- [Text passage]:
------------------------------

Crimes on the Coast, New Old Friends at Theatre Royal, Bath

HEADED by Heather Westwell and Feargus Woods  Dunlop, who founded the company in 2008, Frome based New Old Friends have spent the past 11 years honing their comedy skills presenting their own original creations to a wider and wider audience. This production which set off on its travels in the Spring of last year under the title of Crimes Under the Sun, returns to Bath as part of a tour ranging from Dumfries to Southampton, not only has a completely new cast, but also a new name, Crimes on the Coast.

The change of title was brought about because of a request  from the Agatha Christie Estate who thought that with a plot and characters having quite a bit in common with the queen of mystery writers’ Evil  Under the Sun, there was room for confusion. Indeed we do have a Belgian detective  who continually refers to the little grey cells, the plot is set in a hotel on a small island just of the mainland, and all 15 of the guests could be the murder.
For all of that this is an original work which has its tongue planted firmly in its cheek from start to finish seeking to bring as much laughter to the audience as possible. Our Belgian sleuth is a lady, with no sign of a distinctive mustache anywhere to be seen, and the other fourteen characters are played by just three actors who swop roles often at such a speed that the audience have to concentrate a much as the actors in order not to lose sight of who is playing who.
The original cast, which included co-authors Heather Westwell and Feargus Woods Dunlop, grew up with the play, and in addition to knowing every line of the script I dare say evolved a great deal of comic business during their stay with the show. Although Bath was the seventh venue on their 21-date tour and the four players worked very much as a team, there was a feeling that this was still a work in progress and that new pieces of comedy, both verbally, in the style and timing of delivery, and physically were surreptitiously being added all the time.

------------------------------

- [Given entries]:
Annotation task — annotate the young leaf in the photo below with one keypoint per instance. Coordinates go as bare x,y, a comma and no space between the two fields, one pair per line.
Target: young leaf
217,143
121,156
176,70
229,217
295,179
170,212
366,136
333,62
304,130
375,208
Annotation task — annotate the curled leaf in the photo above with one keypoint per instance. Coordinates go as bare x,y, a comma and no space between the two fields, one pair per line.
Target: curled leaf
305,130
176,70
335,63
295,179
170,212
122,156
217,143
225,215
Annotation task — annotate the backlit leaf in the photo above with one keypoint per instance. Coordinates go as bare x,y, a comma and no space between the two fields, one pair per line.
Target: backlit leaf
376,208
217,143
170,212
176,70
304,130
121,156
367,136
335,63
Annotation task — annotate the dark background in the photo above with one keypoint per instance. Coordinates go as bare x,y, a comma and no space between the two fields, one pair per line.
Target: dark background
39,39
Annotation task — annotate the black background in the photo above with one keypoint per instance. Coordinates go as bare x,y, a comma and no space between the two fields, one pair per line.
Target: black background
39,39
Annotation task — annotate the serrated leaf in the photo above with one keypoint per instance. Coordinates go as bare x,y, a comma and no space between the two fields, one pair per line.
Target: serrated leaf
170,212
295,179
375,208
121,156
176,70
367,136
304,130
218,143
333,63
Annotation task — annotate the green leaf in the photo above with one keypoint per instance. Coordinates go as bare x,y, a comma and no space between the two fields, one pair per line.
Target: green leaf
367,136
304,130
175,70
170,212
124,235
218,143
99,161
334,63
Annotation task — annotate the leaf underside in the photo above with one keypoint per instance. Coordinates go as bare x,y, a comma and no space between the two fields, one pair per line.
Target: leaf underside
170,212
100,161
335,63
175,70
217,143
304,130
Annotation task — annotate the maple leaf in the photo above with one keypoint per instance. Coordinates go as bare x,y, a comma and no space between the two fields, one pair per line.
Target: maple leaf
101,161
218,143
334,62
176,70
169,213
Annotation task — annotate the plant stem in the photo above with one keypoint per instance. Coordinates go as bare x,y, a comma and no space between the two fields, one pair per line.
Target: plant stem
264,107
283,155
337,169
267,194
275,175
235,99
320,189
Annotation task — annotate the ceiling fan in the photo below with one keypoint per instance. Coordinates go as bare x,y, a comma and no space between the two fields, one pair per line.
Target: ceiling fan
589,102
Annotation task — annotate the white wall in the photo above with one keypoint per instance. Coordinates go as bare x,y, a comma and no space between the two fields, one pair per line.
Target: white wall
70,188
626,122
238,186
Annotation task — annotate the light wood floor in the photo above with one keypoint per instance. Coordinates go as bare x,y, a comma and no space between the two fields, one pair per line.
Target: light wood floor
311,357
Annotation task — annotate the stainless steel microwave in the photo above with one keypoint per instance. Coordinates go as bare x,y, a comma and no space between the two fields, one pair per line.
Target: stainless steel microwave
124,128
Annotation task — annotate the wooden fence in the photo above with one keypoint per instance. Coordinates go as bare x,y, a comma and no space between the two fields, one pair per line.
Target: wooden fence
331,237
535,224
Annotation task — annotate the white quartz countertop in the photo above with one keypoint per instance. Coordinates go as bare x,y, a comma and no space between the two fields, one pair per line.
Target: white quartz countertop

------------------------------

Please answer these questions about the review of Crimes on the Coast:
1. In what year did Heather Westwell and Feargus Woods Dunlop found the company?
2. Whose request led the production to change its title?
3. How many actors play the other fourteen characters?

1. 2008
2. The Agatha Christie Estate
3. Three